#### DIRECTIVE:
Transcribe exactly, and only, the lines from the one containing "negative clicks: (488, 1170)" through the last line of the data.

#### DATASET RECORDS:
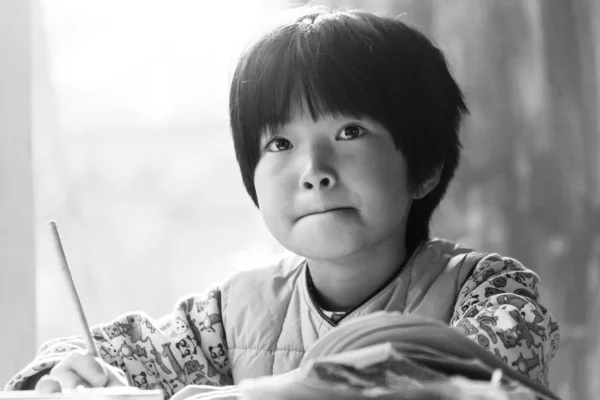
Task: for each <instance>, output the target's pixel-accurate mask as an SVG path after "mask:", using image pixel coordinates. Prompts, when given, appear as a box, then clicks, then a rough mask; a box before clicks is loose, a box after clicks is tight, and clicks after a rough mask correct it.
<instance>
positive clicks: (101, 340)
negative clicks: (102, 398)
mask: <svg viewBox="0 0 600 400" xmlns="http://www.w3.org/2000/svg"><path fill="white" fill-rule="evenodd" d="M222 321H223V320H222V316H221V292H220V291H219V290H212V291H209V292H207V293H205V294H203V295H198V296H191V297H188V298H186V299H183V300H182V301H180V302H179V303H178V305H177V307H176V308H175V310H174V311H173V312H172V313H171V314H169V315H167V316H166V317H164V318H162V319H161V320H159V321H156V320H153V319H151V318H150V317H148V316H147V315H145V314H143V313H135V314H125V315H122V316H120V317H118V318H117V319H115V320H114V321H112V322H111V323H108V324H103V325H98V326H95V327H93V328H92V334H93V337H94V340H95V344H96V348H97V349H98V352H99V356H100V357H101V358H102V359H103V360H104V361H106V362H107V363H109V364H111V365H114V366H116V367H118V368H120V369H121V370H122V371H123V372H124V373H125V375H126V377H127V379H128V380H129V383H130V385H133V386H137V387H139V388H142V389H156V388H160V389H162V390H163V392H164V394H165V399H168V398H170V397H171V396H172V395H173V394H175V393H176V392H177V391H179V390H180V389H182V388H183V387H184V386H186V385H189V384H196V385H213V386H225V385H231V384H232V383H233V379H232V375H231V367H230V365H229V357H228V354H227V342H226V338H225V330H224V327H223V322H222ZM83 348H84V343H83V340H82V338H80V337H72V338H62V339H56V340H53V341H50V342H47V343H45V344H44V345H43V346H42V348H41V349H40V351H39V353H38V355H37V356H36V357H35V359H34V360H33V361H32V362H31V363H30V364H29V365H28V366H27V367H25V368H24V369H23V370H22V371H21V372H20V373H19V374H17V375H16V376H15V377H14V378H13V379H12V380H11V381H10V382H9V383H8V385H7V386H6V389H5V390H19V389H20V388H22V387H24V383H25V382H26V380H27V379H28V378H30V377H33V376H36V375H38V374H39V373H40V372H41V371H44V370H48V369H50V368H52V367H53V366H54V365H56V364H57V363H58V362H60V361H61V360H62V359H64V358H65V357H66V355H67V353H68V352H70V351H73V350H77V349H83Z"/></svg>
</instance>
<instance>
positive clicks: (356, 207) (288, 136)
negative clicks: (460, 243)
mask: <svg viewBox="0 0 600 400" xmlns="http://www.w3.org/2000/svg"><path fill="white" fill-rule="evenodd" d="M260 146H261V149H262V151H263V152H262V155H261V159H260V161H259V163H258V165H257V167H256V170H255V175H254V184H255V187H256V192H257V197H258V203H259V206H260V211H261V213H262V217H263V219H264V221H265V223H266V225H267V228H268V229H269V231H270V232H271V234H273V236H274V237H275V239H277V240H278V241H279V242H280V243H281V244H282V245H283V246H284V247H286V248H287V249H289V250H290V251H292V252H294V253H296V254H299V255H301V256H304V257H307V258H309V259H315V260H329V261H334V260H342V259H343V258H344V257H349V256H353V255H358V254H360V253H361V252H369V251H377V248H378V247H381V245H382V244H384V243H386V242H387V243H391V242H393V243H398V244H397V245H398V246H402V245H404V230H405V224H406V218H405V216H406V214H407V210H408V206H409V204H410V201H411V196H410V194H409V190H408V187H407V183H406V166H405V161H404V157H403V156H402V154H401V152H400V151H399V150H397V149H396V147H395V145H394V141H393V139H392V136H391V135H390V133H389V132H388V131H387V130H386V129H385V128H384V127H383V126H382V125H380V124H379V123H377V122H375V121H373V120H369V119H361V120H358V119H356V118H353V117H337V118H334V117H332V116H326V117H324V118H321V119H320V120H318V121H317V122H314V121H313V120H312V118H311V117H310V115H308V116H304V115H301V114H300V113H299V112H296V113H295V116H294V117H293V118H292V120H291V121H290V123H289V124H288V125H286V126H285V127H283V129H281V131H280V132H277V134H276V135H275V136H274V137H273V138H272V139H271V137H270V136H269V135H264V136H263V138H262V141H261V144H260ZM265 148H266V149H265ZM396 241H397V242H396Z"/></svg>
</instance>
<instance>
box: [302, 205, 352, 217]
mask: <svg viewBox="0 0 600 400" xmlns="http://www.w3.org/2000/svg"><path fill="white" fill-rule="evenodd" d="M341 210H352V208H350V207H335V208H328V209H326V210H319V211H313V212H309V213H306V214H304V215H301V216H300V217H299V218H298V219H301V218H304V217H308V216H309V215H316V214H324V213H327V212H331V211H341Z"/></svg>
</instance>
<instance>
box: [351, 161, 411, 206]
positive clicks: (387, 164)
mask: <svg viewBox="0 0 600 400" xmlns="http://www.w3.org/2000/svg"><path fill="white" fill-rule="evenodd" d="M382 154H385V152H383V151H382V152H378V153H376V154H374V155H372V156H371V157H369V159H368V160H365V161H366V162H363V163H362V165H358V164H355V167H354V168H356V169H355V171H356V173H355V177H356V178H355V181H356V182H357V185H360V186H357V187H361V188H363V189H362V190H361V192H362V196H361V197H362V198H363V202H364V203H363V204H369V205H370V207H369V208H370V209H371V210H372V211H373V212H385V213H390V212H393V213H400V214H403V211H402V210H403V209H404V208H405V207H406V206H407V204H408V202H409V201H410V196H409V192H408V188H407V185H406V169H405V166H404V161H403V159H401V158H398V156H396V154H395V153H392V154H387V155H386V156H381V155H382Z"/></svg>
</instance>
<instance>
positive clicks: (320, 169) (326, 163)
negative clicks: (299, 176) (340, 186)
mask: <svg viewBox="0 0 600 400" xmlns="http://www.w3.org/2000/svg"><path fill="white" fill-rule="evenodd" d="M299 183H300V189H301V190H305V191H306V190H326V189H331V188H332V187H334V186H335V185H336V183H337V178H336V174H335V172H334V169H333V168H332V166H331V153H329V152H323V151H318V152H313V154H311V155H310V156H309V157H308V162H307V164H306V168H305V169H304V172H303V173H302V175H301V176H300V182H299Z"/></svg>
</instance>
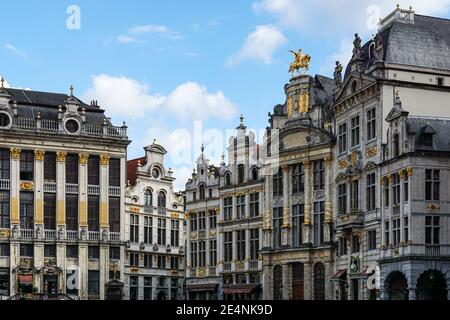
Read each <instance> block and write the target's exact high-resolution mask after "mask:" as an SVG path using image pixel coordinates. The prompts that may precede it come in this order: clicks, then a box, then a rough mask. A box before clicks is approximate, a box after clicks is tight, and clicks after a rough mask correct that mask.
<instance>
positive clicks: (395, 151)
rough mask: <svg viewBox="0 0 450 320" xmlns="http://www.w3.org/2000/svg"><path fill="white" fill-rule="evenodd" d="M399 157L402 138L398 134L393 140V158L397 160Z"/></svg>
mask: <svg viewBox="0 0 450 320" xmlns="http://www.w3.org/2000/svg"><path fill="white" fill-rule="evenodd" d="M398 156H400V136H399V134H398V133H396V134H394V137H393V138H392V157H393V158H397V157H398Z"/></svg>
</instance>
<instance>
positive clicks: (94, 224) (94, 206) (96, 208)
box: [88, 196, 100, 231]
mask: <svg viewBox="0 0 450 320" xmlns="http://www.w3.org/2000/svg"><path fill="white" fill-rule="evenodd" d="M88 229H89V231H99V230H100V197H99V196H88Z"/></svg>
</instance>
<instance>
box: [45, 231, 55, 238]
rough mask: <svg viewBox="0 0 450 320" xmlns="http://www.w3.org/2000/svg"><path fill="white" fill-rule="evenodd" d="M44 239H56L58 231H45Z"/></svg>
mask: <svg viewBox="0 0 450 320" xmlns="http://www.w3.org/2000/svg"><path fill="white" fill-rule="evenodd" d="M44 239H49V240H53V239H56V230H44Z"/></svg>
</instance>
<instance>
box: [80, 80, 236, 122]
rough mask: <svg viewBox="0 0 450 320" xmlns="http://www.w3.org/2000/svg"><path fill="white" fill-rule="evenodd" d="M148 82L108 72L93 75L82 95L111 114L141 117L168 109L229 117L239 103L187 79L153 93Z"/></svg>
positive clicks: (171, 110)
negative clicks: (169, 92) (149, 85)
mask: <svg viewBox="0 0 450 320" xmlns="http://www.w3.org/2000/svg"><path fill="white" fill-rule="evenodd" d="M149 88H150V87H149V85H148V84H145V83H140V82H139V81H137V80H134V79H132V78H128V77H114V76H109V75H106V74H100V75H94V76H92V86H91V88H89V89H88V90H87V91H86V92H85V93H84V94H83V96H82V99H83V100H84V101H91V100H98V102H99V105H101V106H102V107H104V108H106V109H107V114H108V115H111V116H125V117H129V118H134V119H136V118H139V117H141V116H144V115H148V112H152V111H155V110H156V109H158V112H161V111H163V112H164V111H165V112H168V113H170V114H172V115H175V116H176V117H177V118H179V119H192V120H205V119H208V118H219V119H230V118H231V117H233V116H234V115H235V114H236V113H237V108H236V106H235V105H234V104H233V103H232V102H231V101H230V100H229V99H228V98H226V97H225V95H224V94H223V92H222V91H217V92H215V93H210V92H208V89H207V88H206V87H205V86H202V85H200V84H198V83H196V82H186V83H184V84H181V85H179V86H178V87H176V88H175V90H173V91H172V92H171V93H170V94H169V95H167V96H165V95H163V94H159V93H150V92H149Z"/></svg>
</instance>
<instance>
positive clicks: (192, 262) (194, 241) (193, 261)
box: [191, 241, 198, 268]
mask: <svg viewBox="0 0 450 320" xmlns="http://www.w3.org/2000/svg"><path fill="white" fill-rule="evenodd" d="M197 266H198V261H197V242H195V241H192V242H191V267H192V268H197Z"/></svg>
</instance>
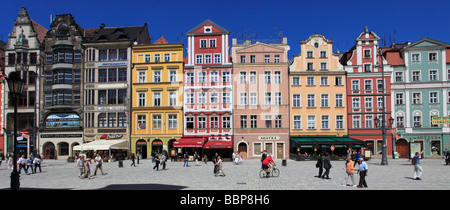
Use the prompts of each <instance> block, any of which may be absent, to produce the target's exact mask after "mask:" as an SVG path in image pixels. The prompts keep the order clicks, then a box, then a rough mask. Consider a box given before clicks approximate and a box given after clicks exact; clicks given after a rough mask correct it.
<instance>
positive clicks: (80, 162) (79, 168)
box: [77, 154, 84, 178]
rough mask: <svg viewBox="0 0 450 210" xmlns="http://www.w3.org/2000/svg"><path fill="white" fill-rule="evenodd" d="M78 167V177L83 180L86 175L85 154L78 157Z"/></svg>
mask: <svg viewBox="0 0 450 210" xmlns="http://www.w3.org/2000/svg"><path fill="white" fill-rule="evenodd" d="M77 167H78V170H80V175H78V177H80V178H82V177H83V174H84V155H83V154H80V155H79V156H78V160H77Z"/></svg>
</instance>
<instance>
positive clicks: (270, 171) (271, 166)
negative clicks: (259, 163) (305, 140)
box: [259, 164, 280, 178]
mask: <svg viewBox="0 0 450 210" xmlns="http://www.w3.org/2000/svg"><path fill="white" fill-rule="evenodd" d="M269 165H270V166H269V171H267V169H261V171H260V172H259V177H260V178H265V177H269V175H270V174H272V177H278V176H279V175H280V170H278V168H275V166H274V165H272V164H269Z"/></svg>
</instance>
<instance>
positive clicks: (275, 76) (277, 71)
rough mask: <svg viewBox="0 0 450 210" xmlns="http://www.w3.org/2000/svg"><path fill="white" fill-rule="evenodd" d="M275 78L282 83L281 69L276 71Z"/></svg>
mask: <svg viewBox="0 0 450 210" xmlns="http://www.w3.org/2000/svg"><path fill="white" fill-rule="evenodd" d="M273 77H274V78H273V80H274V82H275V83H277V84H280V83H281V71H274V76H273Z"/></svg>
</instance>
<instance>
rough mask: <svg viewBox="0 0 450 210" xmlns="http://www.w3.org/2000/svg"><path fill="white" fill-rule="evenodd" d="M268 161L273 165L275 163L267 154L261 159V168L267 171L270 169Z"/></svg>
mask: <svg viewBox="0 0 450 210" xmlns="http://www.w3.org/2000/svg"><path fill="white" fill-rule="evenodd" d="M270 163H272V164H273V165H274V166H276V165H277V164H275V162H273V159H272V157H271V156H270V155H269V154H268V155H267V157H266V159H264V160H263V169H265V170H266V171H267V172H269V171H270V165H269V164H270Z"/></svg>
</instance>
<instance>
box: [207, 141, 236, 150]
mask: <svg viewBox="0 0 450 210" xmlns="http://www.w3.org/2000/svg"><path fill="white" fill-rule="evenodd" d="M232 148H233V142H232V141H231V140H228V141H227V140H219V141H211V140H209V141H208V142H206V144H205V149H232Z"/></svg>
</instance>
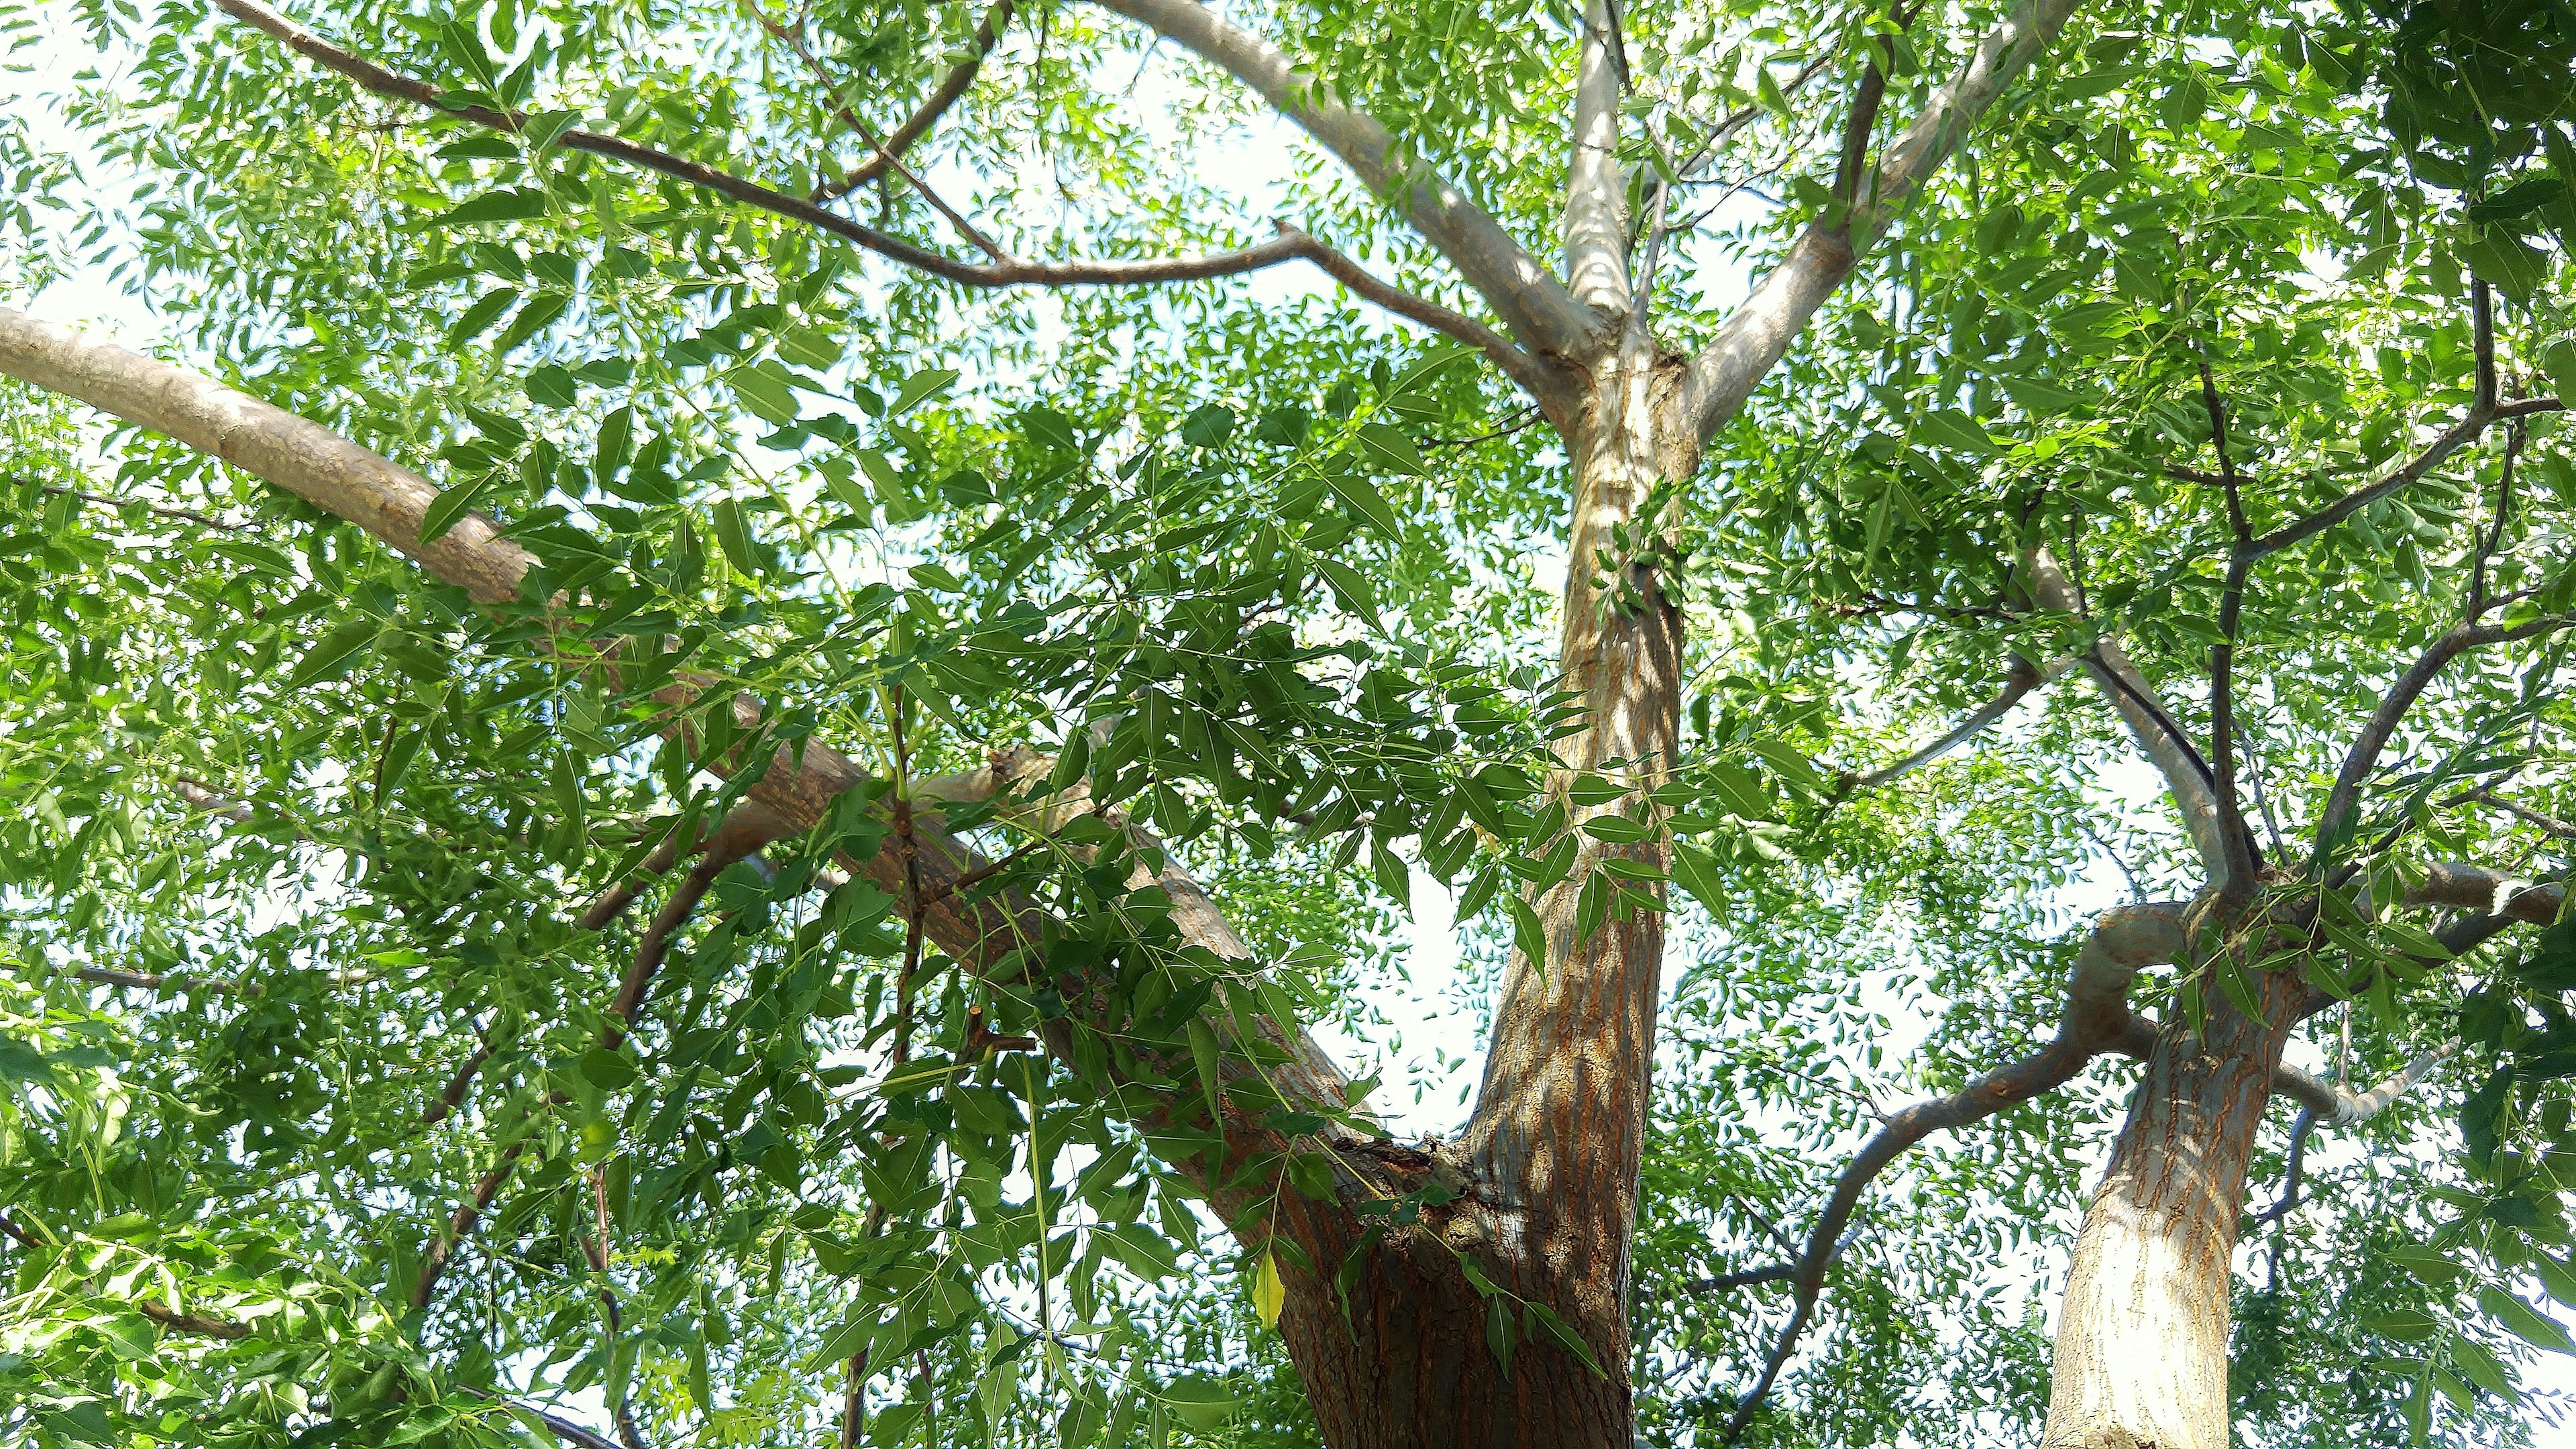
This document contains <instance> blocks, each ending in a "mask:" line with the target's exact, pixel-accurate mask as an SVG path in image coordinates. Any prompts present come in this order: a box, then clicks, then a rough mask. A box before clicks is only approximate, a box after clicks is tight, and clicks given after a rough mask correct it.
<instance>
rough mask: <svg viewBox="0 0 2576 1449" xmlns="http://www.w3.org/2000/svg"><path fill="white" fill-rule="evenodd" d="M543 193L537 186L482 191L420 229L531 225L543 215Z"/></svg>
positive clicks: (425, 222) (543, 205)
mask: <svg viewBox="0 0 2576 1449" xmlns="http://www.w3.org/2000/svg"><path fill="white" fill-rule="evenodd" d="M546 206H549V204H546V193H544V191H541V188H536V186H523V188H515V191H484V193H482V196H477V199H471V201H466V204H461V206H451V209H448V211H440V214H435V217H430V219H428V222H422V227H482V224H487V222H533V219H538V217H544V214H546Z"/></svg>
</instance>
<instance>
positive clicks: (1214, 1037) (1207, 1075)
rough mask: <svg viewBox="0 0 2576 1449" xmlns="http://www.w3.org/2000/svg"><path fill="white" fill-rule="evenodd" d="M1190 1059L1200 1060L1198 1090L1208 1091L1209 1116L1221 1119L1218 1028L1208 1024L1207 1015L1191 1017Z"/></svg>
mask: <svg viewBox="0 0 2576 1449" xmlns="http://www.w3.org/2000/svg"><path fill="white" fill-rule="evenodd" d="M1190 1060H1193V1062H1198V1091H1203V1093H1208V1116H1211V1119H1221V1111H1218V1085H1221V1080H1218V1073H1216V1067H1218V1047H1216V1029H1213V1026H1208V1018H1206V1016H1193V1018H1190Z"/></svg>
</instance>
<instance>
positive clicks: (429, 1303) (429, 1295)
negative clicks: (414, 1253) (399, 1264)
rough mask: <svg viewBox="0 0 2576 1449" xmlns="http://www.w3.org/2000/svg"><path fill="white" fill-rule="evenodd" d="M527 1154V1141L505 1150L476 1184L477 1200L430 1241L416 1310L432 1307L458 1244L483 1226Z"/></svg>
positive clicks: (423, 1263) (414, 1303)
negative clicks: (488, 1170)
mask: <svg viewBox="0 0 2576 1449" xmlns="http://www.w3.org/2000/svg"><path fill="white" fill-rule="evenodd" d="M526 1150H528V1142H526V1140H518V1142H510V1145H507V1147H502V1150H500V1160H497V1163H492V1171H487V1173H484V1176H482V1178H477V1181H474V1196H471V1199H466V1201H461V1204H456V1212H453V1214H451V1217H448V1230H446V1232H440V1235H438V1238H430V1250H428V1253H422V1258H420V1279H417V1281H412V1307H415V1310H422V1307H430V1299H433V1297H435V1294H438V1279H440V1276H443V1274H446V1271H448V1256H451V1253H453V1248H456V1243H461V1240H464V1235H466V1232H474V1225H477V1222H482V1214H484V1212H487V1209H489V1207H492V1199H495V1196H500V1183H505V1181H510V1168H513V1165H515V1163H518V1155H520V1152H526Z"/></svg>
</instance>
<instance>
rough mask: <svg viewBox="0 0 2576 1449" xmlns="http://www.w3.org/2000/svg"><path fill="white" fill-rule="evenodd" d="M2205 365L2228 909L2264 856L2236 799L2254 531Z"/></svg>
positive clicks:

#### RESULT BELOW:
negative clicks: (488, 1170)
mask: <svg viewBox="0 0 2576 1449" xmlns="http://www.w3.org/2000/svg"><path fill="white" fill-rule="evenodd" d="M526 1150H528V1142H526V1140H518V1142H510V1145H507V1147H502V1150H500V1160H497V1163H492V1171H487V1173H484V1176H482V1178H477V1181H474V1196H471V1199H466V1201H461V1204H456V1212H453V1214H451V1217H448V1230H446V1232H440V1235H438V1238H430V1250H428V1253H422V1258H420V1279H417V1281H412V1307H415V1310H422V1307H430V1299H433V1297H435V1294H438V1279H440V1276H443V1274H446V1271H448V1256H451V1253H453V1248H456V1243H461V1240H464V1235H466V1232H474V1225H477V1222H482V1214H484V1212H487V1209H489V1207H492V1199H495V1196H500V1183H505V1181H510V1168H513V1165H515V1163H518V1155H520V1152H526Z"/></svg>
</instance>
<instance>
rough mask: <svg viewBox="0 0 2576 1449" xmlns="http://www.w3.org/2000/svg"><path fill="white" fill-rule="evenodd" d="M2205 365L2228 909L2264 856L2236 799L2254 531Z"/></svg>
positive clicks:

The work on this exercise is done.